Da hilft es auch nicht, wenn das Credo der "Werkstatt" lautet: "Wir wollen dazu beitragen, daß die wiedervereinigte Bundesrepublik Triebkraft für den europäischen Einigungsprozeß wird." Denn, Hand aufs linksschlagende Herz: Soll Europa wirklich am deutschen überparteilichen Wesen genesen? Die Redner und ihr Publikum, die sich an diesem 3. Oktober in der Leipziger Straße im Museum für Post und Kommunikation trafen, um den neuen Nationalfeiertag zu zelebrieren, zögerten jedenfalls, diese Frage zu bejahen. Ein solches "Modell Deutschland" hätte nicht nur für die ausländischen Gäste, etwa die 70 jungen Duma-Abgeordneten, den Schluß nahegelegt: Unter diesem Vorzeichen erkenne man ein deutsch hegemonisiertes Europa, kein europäisch gezähmtes Deutschland.

Um derartige Mißverständnisse auszuräumen, hatte "Werkstatt Deutschland" vor vier Wochen Einladungen verschickt, die die britische "Wacht am Rhein", Elgars "Land of Hope and Glory", ins Zentrum des musikalischen Rahmenprogramms stellten. Doch in letzter Minute wurde der puritanische Schlachtgesang abgesagt, den der über "Eurovisionen" sprechende polnische Festredner Adam Krzeminski in der Variante "Union of Hope and Glory" gar als neue Europahymne empfahl. Immerhin ein Zeichen, daß sich die alten westdeutschen Feste radikaler Selbstvergessenheit nicht mehr unbefangen feiern lassen.

(Dateneinträge)

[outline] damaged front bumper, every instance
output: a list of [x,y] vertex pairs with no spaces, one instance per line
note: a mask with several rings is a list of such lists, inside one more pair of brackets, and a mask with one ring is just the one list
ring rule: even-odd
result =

### Arbeitsauftrag
Wo kamen die Redner und ihr Publikum laut dem Textauszug am 3. Oktober zusammen, um den neuen Nationalfeiertag zu feiern? Die Dateneinträge sind eigenständiges Material und gehören nicht zum Textauszug.

### Erwartete Antwort
In der Leipziger Straße im Museum für Post und Kommunikation.